(Source records)
____

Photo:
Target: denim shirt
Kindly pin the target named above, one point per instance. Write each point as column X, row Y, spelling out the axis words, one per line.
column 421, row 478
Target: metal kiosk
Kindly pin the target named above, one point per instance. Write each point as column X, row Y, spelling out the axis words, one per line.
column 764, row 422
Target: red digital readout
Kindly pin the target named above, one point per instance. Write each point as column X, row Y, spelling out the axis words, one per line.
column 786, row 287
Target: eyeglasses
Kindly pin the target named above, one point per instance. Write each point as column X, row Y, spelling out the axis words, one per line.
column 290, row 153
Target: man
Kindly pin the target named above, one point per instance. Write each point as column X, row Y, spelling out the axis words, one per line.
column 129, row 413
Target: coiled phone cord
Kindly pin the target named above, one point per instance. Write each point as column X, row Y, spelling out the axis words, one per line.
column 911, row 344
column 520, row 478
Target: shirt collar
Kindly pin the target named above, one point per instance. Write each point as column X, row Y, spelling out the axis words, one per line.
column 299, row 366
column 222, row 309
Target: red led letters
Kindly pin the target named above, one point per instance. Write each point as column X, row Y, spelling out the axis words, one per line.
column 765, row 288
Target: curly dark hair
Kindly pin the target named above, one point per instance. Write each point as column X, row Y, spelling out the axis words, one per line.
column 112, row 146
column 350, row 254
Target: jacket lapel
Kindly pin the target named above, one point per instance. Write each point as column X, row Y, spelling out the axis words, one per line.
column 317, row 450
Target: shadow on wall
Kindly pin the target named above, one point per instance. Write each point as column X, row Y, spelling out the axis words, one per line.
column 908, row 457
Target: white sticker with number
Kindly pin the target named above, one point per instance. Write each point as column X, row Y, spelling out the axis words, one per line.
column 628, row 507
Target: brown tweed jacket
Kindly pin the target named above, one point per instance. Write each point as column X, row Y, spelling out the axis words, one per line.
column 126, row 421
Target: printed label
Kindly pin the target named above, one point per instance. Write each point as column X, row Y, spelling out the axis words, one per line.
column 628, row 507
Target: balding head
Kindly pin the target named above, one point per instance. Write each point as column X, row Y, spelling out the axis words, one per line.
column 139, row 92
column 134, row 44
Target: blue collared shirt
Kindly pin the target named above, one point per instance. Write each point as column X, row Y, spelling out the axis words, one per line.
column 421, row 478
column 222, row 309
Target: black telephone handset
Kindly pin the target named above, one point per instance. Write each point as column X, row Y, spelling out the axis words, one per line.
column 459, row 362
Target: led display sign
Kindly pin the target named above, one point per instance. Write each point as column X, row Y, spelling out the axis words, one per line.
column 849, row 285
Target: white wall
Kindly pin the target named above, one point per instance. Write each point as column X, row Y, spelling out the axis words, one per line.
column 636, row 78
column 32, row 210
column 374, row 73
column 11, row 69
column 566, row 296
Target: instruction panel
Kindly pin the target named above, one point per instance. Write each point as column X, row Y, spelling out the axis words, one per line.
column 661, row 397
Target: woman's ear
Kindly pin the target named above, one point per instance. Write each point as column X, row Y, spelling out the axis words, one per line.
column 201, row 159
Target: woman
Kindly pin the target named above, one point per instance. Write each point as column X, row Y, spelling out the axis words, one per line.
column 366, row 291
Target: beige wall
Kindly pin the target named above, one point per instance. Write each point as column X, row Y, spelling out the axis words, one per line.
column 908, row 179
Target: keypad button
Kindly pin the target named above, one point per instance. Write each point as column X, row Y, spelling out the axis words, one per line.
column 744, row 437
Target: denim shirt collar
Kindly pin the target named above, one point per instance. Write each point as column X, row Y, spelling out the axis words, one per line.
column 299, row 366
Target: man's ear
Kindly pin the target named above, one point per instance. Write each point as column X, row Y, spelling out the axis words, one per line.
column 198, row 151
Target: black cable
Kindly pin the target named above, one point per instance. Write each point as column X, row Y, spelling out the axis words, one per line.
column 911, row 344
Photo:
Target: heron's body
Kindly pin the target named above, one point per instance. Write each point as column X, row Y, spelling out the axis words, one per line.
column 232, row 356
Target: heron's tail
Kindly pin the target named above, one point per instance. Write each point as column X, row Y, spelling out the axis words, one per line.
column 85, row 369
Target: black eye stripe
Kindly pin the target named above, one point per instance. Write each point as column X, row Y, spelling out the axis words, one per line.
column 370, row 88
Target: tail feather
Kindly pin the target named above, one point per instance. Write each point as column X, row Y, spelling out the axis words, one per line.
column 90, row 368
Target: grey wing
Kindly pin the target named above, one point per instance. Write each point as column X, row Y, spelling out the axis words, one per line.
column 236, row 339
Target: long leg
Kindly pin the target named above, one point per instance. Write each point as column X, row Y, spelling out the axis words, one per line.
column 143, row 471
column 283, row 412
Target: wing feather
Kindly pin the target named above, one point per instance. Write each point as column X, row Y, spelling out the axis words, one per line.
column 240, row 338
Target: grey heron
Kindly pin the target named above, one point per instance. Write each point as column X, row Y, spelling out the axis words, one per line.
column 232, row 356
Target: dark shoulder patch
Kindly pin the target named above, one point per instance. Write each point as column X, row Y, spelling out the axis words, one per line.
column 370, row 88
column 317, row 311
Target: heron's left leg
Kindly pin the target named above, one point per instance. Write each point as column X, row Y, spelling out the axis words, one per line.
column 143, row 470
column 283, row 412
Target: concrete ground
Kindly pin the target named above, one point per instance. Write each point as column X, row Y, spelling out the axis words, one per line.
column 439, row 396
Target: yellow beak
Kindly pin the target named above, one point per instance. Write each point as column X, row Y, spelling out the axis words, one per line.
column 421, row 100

____

## TRY IT
Exactly the lines from the one containing "Target: yellow beak" through the final line above, and only those, should be given again.

## SOLUTION TO THIS TASK
Target: yellow beak
Kindly pin the target named above, one point per instance. Write each point as column X, row Y, spelling out the axis words, one per line.
column 421, row 100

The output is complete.